EXTRACT TO READ =>
^^^^^^^^^^^^^^^^

The Love of Dogs – Is it In the Genes?

by Jonni

Have you ever noticed that some people seem to be born dog lovers, and other people really can’t understand what all the fuss is about?

I have a theory, (which may be completely nuts, of course), that an affinity towards dogs and other animals has a genetic component.

Have you ever known a feral cat who hisses and spits before he’s old enough to open his eyes, and never feels comfortable in the company of people? I adopted one once, when I lived in Spokane. His mother was an abandoned Siamese who was found in a neighbor’s basement, and the father was probably a wild cat – there were hundreds of them in the area.

You could say quite honestly that my cat was not a “people person,” and no amount of spoiling ever turned him around.

When he grew older he could tolerate me if I was sitting down, but when I stood up he raced for the kitty door in terror, as though he had never seen me before. However, he was madly in love with my Miniature Schnauzer.

Some dogs are bred on purpose to like humans, but only a little. If a dog is running through the woods after a fox or coon, he won’t be worth much if he keeps turning around to see if his favorite human approves of him. A Border Collie would make a lousy coon dog.

Yet most dogs and cats love humans from the moment they’re born, just as some children are immediately drawn to puppies and kittens. So, if dogs and cats can be genetically inclined to love and adore humans, (or not), why couldn’t it be the same for us?

Did we end up being dog lovers because it’s in our genes, or because that’s how we were raised? Or both?

^^^^^^^^^^^^^^^^

INPUT DATA =>
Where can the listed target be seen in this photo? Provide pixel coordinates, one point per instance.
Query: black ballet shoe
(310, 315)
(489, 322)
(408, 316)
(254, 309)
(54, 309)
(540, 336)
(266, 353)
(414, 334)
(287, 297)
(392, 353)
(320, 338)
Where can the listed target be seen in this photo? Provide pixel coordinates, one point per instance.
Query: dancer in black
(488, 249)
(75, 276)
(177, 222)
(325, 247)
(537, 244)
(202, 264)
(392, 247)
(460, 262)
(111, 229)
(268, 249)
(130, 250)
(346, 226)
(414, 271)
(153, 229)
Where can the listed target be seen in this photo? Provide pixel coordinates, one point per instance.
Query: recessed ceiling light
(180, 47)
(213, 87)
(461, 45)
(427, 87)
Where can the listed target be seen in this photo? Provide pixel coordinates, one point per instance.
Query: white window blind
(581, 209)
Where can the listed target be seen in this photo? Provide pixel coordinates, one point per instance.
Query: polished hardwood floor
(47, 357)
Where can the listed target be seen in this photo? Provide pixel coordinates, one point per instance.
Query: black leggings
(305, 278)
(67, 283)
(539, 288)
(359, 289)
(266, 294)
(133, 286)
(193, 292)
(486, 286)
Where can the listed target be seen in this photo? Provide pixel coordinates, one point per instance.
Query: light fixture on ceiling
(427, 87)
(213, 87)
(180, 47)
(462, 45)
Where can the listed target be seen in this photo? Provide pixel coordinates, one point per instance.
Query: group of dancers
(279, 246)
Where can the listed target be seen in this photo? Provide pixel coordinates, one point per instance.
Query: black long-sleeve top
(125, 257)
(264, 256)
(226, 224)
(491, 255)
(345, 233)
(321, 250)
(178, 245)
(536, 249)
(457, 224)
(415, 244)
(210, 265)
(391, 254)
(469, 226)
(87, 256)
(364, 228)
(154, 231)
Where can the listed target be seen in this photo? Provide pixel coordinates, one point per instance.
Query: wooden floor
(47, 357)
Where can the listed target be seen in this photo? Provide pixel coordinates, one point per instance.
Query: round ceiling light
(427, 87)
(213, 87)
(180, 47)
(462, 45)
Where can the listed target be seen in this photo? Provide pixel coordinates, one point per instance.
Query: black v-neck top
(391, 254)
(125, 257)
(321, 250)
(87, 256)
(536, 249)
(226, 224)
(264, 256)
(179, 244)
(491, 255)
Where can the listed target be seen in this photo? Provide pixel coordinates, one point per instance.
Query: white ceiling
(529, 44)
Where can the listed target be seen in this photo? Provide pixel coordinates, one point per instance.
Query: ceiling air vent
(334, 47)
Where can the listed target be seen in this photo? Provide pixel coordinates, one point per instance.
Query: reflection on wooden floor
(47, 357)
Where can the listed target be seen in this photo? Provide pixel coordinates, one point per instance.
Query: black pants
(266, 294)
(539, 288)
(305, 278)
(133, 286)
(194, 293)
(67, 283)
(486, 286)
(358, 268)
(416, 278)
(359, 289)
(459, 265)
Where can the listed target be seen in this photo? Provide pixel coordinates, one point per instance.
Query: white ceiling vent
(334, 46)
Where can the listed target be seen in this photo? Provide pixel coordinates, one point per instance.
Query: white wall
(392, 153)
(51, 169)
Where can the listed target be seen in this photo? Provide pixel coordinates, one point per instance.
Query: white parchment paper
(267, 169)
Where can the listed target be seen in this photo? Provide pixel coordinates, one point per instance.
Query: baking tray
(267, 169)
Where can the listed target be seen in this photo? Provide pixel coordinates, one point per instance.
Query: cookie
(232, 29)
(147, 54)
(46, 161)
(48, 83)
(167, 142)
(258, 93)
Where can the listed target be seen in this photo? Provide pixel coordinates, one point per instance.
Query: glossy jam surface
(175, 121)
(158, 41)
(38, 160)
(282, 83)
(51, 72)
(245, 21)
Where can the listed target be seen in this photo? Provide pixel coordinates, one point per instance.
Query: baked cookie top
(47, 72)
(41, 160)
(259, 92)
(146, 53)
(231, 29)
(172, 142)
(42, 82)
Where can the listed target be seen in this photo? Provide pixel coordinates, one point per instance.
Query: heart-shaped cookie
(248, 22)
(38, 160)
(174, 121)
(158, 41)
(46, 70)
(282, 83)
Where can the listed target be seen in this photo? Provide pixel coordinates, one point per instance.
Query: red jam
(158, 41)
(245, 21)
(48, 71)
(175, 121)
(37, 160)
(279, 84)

^^^^^^^^^^^^^^^^

TASK => Copy the passage from the piece on whether loving dogs is genetic exactly as it appears, everything from "The Love of" down to "a genetic component.".

TASK RESULT =>
The Love of Dogs – Is it In the Genes?

by Jonni

Have you ever noticed that some people seem to be born dog lovers, and other people really can’t understand what all the fuss is about?

I have a theory, (which may be completely nuts, of course), that an affinity towards dogs and other animals has a genetic component.